*Requirement:* Count the lines in the entries below that contain the string "brown". Report only the number.

*The data:*

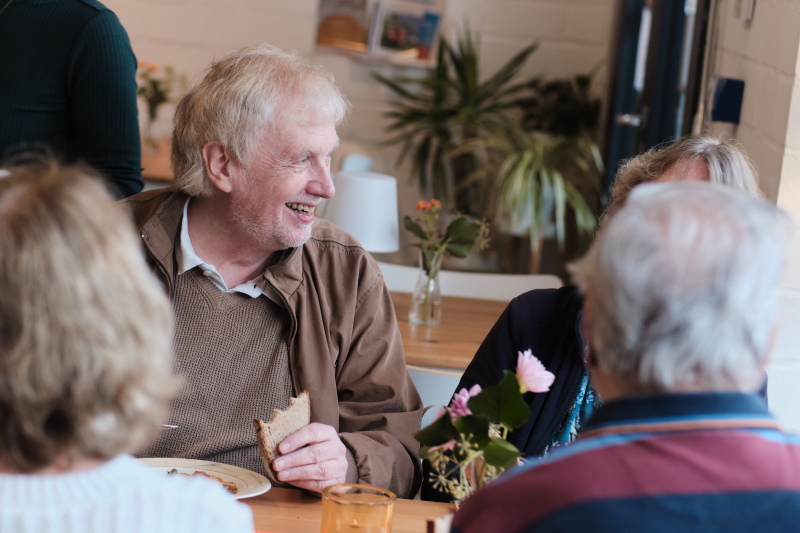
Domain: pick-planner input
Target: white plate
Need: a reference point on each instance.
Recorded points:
(248, 483)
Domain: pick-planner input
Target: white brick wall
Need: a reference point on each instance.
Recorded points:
(764, 53)
(573, 34)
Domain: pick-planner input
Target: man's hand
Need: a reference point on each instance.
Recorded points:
(313, 458)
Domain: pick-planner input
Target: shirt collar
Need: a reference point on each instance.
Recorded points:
(674, 412)
(188, 259)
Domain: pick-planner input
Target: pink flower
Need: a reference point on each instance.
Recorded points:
(458, 407)
(531, 374)
(449, 445)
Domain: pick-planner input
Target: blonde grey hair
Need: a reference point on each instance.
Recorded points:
(685, 282)
(85, 329)
(239, 96)
(727, 165)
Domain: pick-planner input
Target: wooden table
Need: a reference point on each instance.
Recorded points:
(451, 344)
(296, 511)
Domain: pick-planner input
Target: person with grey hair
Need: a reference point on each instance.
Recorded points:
(85, 352)
(269, 300)
(681, 293)
(548, 321)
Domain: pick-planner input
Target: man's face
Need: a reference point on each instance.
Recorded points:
(273, 198)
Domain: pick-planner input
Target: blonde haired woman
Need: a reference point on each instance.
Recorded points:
(85, 336)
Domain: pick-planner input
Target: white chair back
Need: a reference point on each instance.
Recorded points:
(435, 387)
(504, 287)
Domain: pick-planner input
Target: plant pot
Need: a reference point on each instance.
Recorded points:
(426, 302)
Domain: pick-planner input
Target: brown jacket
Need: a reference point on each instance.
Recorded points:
(344, 345)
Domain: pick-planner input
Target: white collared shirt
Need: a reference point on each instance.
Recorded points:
(188, 259)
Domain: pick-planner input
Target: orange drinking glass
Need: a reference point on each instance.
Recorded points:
(357, 509)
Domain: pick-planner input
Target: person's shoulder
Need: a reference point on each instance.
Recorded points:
(202, 504)
(325, 233)
(546, 305)
(144, 205)
(92, 7)
(329, 243)
(332, 248)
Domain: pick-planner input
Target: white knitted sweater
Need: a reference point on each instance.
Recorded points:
(120, 496)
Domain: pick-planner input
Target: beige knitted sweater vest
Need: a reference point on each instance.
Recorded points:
(231, 350)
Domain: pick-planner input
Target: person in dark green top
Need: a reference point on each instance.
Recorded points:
(69, 87)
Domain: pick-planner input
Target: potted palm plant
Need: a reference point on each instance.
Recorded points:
(433, 115)
(545, 167)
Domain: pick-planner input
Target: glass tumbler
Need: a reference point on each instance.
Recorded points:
(356, 509)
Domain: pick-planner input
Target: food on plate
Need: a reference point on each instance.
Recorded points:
(230, 485)
(281, 424)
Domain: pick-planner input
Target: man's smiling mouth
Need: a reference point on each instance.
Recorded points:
(304, 209)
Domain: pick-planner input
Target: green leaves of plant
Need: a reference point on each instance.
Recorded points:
(500, 453)
(414, 228)
(502, 403)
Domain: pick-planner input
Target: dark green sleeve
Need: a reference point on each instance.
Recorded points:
(102, 102)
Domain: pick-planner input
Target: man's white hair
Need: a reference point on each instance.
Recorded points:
(684, 280)
(239, 96)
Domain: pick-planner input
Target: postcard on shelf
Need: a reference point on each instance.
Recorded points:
(342, 24)
(405, 28)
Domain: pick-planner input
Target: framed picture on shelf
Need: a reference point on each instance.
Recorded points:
(405, 29)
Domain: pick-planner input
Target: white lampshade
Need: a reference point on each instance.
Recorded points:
(365, 206)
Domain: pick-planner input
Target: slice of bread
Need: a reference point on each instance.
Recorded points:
(281, 424)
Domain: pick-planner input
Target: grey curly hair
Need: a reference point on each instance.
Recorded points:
(85, 328)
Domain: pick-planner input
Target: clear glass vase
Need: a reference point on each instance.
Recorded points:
(426, 302)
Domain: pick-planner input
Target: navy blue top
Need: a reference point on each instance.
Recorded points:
(69, 87)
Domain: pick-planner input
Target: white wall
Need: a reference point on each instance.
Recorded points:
(187, 34)
(764, 53)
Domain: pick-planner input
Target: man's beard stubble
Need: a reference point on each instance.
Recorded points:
(245, 215)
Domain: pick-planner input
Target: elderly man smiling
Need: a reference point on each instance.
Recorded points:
(680, 300)
(270, 301)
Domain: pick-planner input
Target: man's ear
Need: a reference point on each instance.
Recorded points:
(218, 166)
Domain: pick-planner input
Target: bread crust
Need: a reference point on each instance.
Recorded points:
(281, 424)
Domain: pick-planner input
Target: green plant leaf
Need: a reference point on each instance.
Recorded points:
(475, 428)
(439, 432)
(502, 403)
(414, 228)
(500, 453)
(462, 231)
(458, 250)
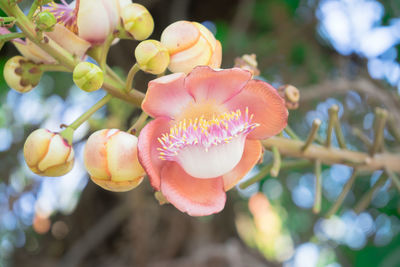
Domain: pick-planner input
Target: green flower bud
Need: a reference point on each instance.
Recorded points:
(22, 74)
(88, 76)
(44, 2)
(45, 21)
(152, 56)
(137, 21)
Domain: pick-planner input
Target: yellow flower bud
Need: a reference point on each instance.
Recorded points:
(137, 21)
(190, 44)
(45, 21)
(152, 56)
(48, 154)
(22, 74)
(87, 76)
(111, 159)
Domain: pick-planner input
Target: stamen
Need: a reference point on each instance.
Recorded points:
(206, 133)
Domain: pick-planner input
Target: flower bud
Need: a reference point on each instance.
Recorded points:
(97, 19)
(45, 21)
(152, 56)
(88, 76)
(191, 44)
(111, 159)
(291, 95)
(137, 21)
(48, 154)
(22, 74)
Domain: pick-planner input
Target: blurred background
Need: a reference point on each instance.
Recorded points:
(343, 52)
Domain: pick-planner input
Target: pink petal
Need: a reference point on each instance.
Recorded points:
(166, 96)
(205, 83)
(196, 197)
(147, 149)
(265, 104)
(251, 154)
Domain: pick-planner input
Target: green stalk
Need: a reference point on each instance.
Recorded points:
(11, 36)
(131, 75)
(342, 195)
(367, 198)
(313, 133)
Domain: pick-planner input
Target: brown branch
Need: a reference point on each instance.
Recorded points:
(363, 161)
(361, 85)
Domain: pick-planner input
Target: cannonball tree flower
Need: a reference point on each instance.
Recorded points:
(205, 135)
(190, 44)
(111, 159)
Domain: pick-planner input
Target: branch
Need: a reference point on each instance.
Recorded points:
(363, 161)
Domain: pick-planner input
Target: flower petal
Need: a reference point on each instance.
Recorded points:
(196, 197)
(147, 149)
(215, 61)
(205, 83)
(251, 155)
(166, 96)
(265, 104)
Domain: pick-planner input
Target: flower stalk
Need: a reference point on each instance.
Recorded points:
(276, 165)
(367, 198)
(336, 205)
(318, 187)
(379, 123)
(68, 132)
(312, 135)
(11, 36)
(131, 75)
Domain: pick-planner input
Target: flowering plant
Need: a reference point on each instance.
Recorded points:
(210, 125)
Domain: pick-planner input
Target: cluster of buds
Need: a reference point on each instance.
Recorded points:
(22, 74)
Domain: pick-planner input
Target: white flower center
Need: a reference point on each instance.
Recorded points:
(207, 148)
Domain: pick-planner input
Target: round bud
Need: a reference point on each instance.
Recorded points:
(22, 74)
(152, 56)
(111, 159)
(48, 154)
(190, 44)
(45, 21)
(291, 95)
(137, 21)
(88, 76)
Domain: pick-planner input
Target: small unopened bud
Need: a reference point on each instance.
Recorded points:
(137, 21)
(152, 56)
(88, 77)
(22, 74)
(190, 44)
(48, 154)
(45, 21)
(111, 159)
(160, 198)
(291, 95)
(248, 62)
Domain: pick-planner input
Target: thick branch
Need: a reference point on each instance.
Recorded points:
(363, 161)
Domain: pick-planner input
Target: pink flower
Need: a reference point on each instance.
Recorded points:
(205, 136)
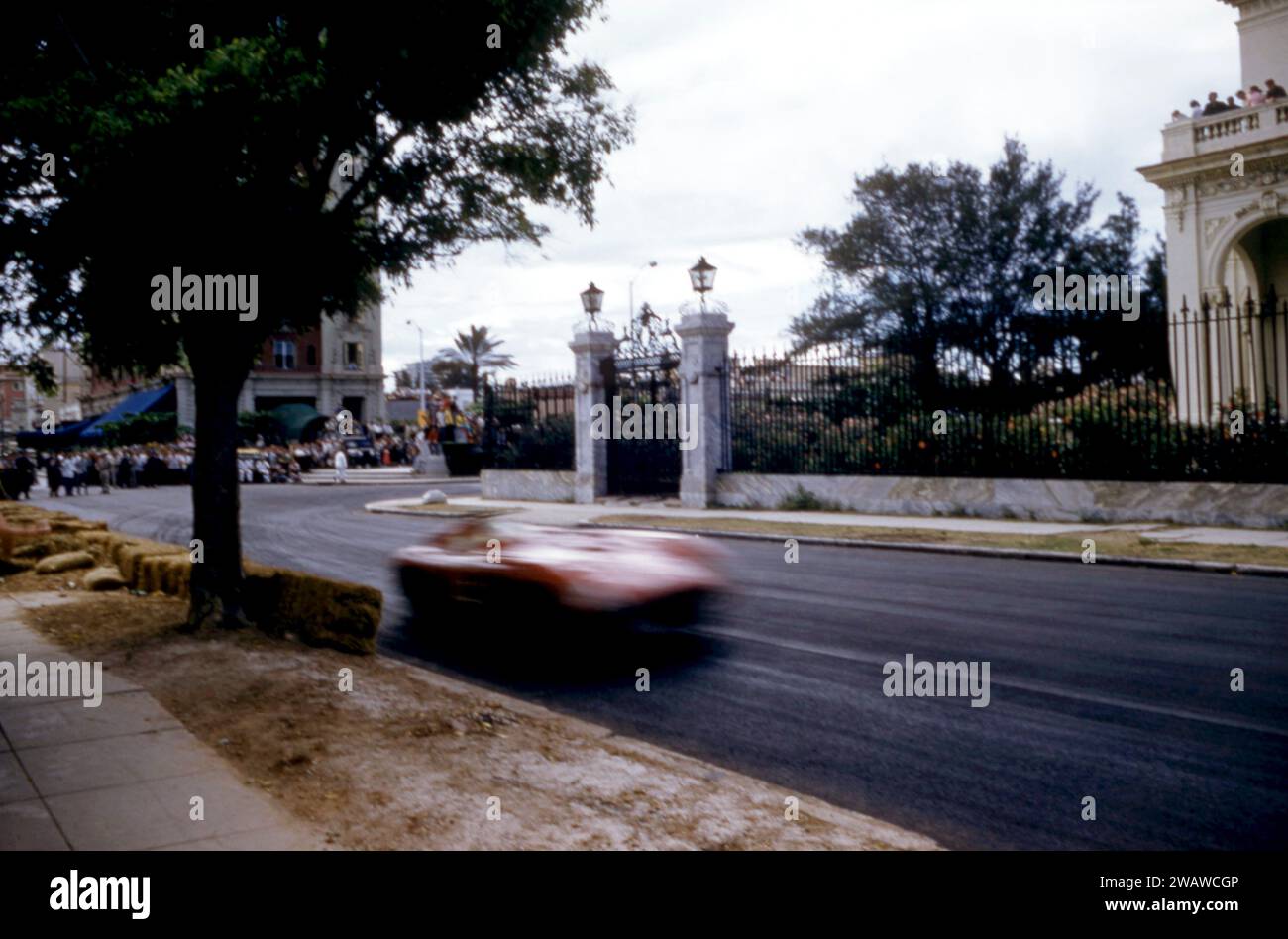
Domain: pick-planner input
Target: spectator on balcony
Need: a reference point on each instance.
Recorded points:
(1215, 104)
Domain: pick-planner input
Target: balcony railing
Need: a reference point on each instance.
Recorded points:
(1199, 136)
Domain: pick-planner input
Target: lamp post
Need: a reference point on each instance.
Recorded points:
(592, 301)
(420, 365)
(702, 277)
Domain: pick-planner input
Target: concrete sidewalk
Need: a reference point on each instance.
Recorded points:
(120, 776)
(380, 475)
(570, 514)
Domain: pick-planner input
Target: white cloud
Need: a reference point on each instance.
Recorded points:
(754, 116)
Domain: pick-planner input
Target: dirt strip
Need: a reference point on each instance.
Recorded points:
(410, 759)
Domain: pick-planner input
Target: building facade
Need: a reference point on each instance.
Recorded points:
(1225, 184)
(338, 365)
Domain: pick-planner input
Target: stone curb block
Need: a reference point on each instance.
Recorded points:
(983, 550)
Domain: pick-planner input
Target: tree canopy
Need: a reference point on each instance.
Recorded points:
(313, 149)
(944, 258)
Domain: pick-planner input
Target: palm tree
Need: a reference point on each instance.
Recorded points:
(477, 351)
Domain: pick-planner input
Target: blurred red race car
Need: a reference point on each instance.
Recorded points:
(519, 570)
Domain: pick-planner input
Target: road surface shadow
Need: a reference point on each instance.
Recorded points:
(552, 655)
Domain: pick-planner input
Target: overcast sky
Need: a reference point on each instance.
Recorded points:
(754, 116)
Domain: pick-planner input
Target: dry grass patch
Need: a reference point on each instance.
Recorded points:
(408, 759)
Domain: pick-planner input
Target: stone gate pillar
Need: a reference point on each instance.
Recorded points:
(703, 359)
(590, 456)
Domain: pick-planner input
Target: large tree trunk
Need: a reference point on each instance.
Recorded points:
(217, 579)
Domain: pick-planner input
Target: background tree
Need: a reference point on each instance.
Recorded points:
(235, 158)
(476, 351)
(939, 262)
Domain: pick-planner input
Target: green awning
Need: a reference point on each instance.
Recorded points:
(299, 421)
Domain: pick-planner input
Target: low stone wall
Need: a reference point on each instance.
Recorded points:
(1043, 500)
(321, 611)
(532, 485)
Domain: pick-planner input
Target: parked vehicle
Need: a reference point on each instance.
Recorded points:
(526, 573)
(361, 451)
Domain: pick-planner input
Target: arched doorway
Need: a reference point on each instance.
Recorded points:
(1233, 351)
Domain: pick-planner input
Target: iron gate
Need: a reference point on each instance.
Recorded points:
(648, 467)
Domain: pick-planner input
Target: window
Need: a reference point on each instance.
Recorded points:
(353, 357)
(283, 353)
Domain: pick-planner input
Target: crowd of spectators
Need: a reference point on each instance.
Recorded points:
(71, 472)
(1249, 98)
(77, 471)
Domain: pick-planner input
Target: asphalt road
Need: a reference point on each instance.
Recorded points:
(1107, 681)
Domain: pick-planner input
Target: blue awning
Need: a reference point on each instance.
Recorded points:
(62, 437)
(140, 402)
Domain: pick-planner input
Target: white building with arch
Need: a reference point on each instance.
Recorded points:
(1225, 184)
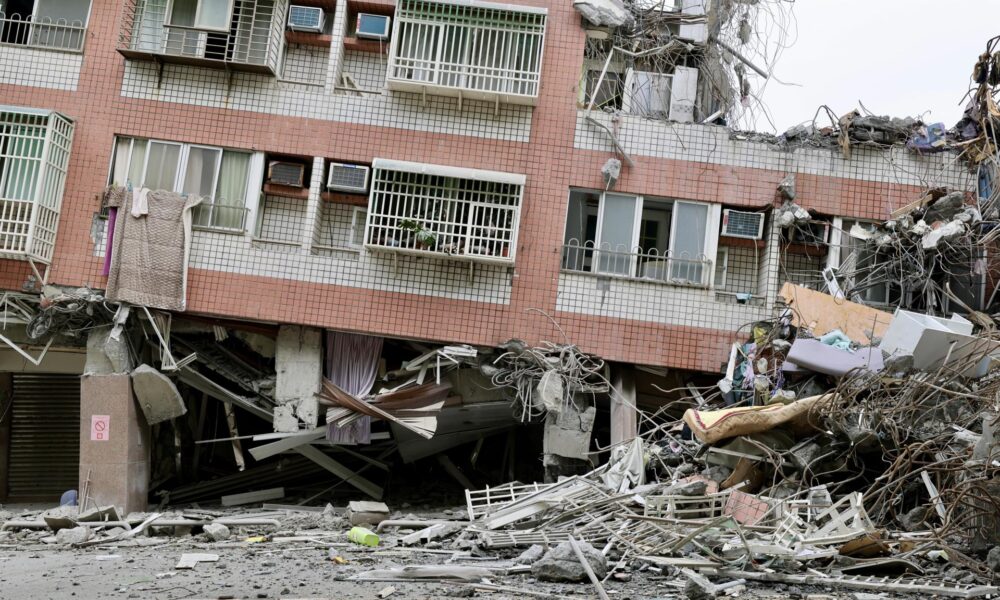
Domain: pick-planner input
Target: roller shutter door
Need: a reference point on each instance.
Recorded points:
(44, 437)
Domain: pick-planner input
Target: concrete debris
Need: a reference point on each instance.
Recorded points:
(562, 565)
(604, 13)
(217, 532)
(157, 395)
(74, 535)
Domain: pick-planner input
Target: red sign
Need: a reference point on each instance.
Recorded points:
(100, 428)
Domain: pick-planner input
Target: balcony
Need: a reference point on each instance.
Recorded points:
(44, 33)
(634, 263)
(474, 50)
(248, 39)
(34, 154)
(447, 212)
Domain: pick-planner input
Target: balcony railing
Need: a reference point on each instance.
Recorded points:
(219, 216)
(473, 50)
(634, 263)
(60, 34)
(252, 43)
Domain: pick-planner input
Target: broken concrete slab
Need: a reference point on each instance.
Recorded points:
(74, 535)
(216, 532)
(157, 395)
(360, 512)
(188, 561)
(561, 564)
(603, 13)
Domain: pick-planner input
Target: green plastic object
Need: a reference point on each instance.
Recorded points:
(363, 536)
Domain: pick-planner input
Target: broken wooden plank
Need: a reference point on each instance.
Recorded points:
(255, 496)
(286, 443)
(588, 569)
(188, 561)
(349, 476)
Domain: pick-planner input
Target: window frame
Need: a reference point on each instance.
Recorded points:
(710, 246)
(182, 165)
(168, 21)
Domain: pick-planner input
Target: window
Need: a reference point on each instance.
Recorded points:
(201, 14)
(55, 24)
(34, 154)
(474, 49)
(244, 34)
(865, 270)
(636, 236)
(446, 211)
(218, 175)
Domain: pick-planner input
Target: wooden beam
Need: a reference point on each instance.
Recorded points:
(338, 469)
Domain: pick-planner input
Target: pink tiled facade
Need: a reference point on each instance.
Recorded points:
(553, 155)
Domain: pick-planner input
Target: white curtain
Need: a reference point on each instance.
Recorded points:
(351, 364)
(230, 196)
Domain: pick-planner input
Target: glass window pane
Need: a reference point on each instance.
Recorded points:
(688, 250)
(213, 14)
(617, 224)
(161, 168)
(199, 176)
(182, 12)
(137, 163)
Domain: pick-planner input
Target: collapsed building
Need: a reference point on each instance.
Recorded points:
(346, 248)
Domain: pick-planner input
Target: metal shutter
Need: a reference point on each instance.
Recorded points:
(44, 437)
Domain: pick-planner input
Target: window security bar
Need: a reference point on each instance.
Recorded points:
(44, 33)
(636, 263)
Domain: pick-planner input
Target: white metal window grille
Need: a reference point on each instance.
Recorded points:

*Output of the exercise:* 2